*Work to complete*.
Select each line in the entries below that contains the string "instance", and copy those lines.

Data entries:
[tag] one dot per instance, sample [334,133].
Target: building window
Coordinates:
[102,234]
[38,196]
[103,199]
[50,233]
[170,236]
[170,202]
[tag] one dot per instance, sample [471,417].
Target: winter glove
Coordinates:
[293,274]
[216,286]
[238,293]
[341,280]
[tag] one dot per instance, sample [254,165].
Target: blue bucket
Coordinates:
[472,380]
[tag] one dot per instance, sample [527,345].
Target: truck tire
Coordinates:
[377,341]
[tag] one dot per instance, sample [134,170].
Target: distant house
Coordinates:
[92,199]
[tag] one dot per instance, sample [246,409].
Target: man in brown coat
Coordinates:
...
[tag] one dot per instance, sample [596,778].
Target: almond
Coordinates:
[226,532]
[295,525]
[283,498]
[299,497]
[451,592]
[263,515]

*Finished exercise*.
[tag] one dot per instance, sample [334,133].
[tag] one dot per instance, sample [471,417].
[tag] one dot per instance, sample [254,165].
[tag] one dot per instance, sample [527,345].
[tag] one dot per instance, sample [134,170].
[tag] one dot per instance, sample [246,409].
[tag] one dot per instance, sample [596,778].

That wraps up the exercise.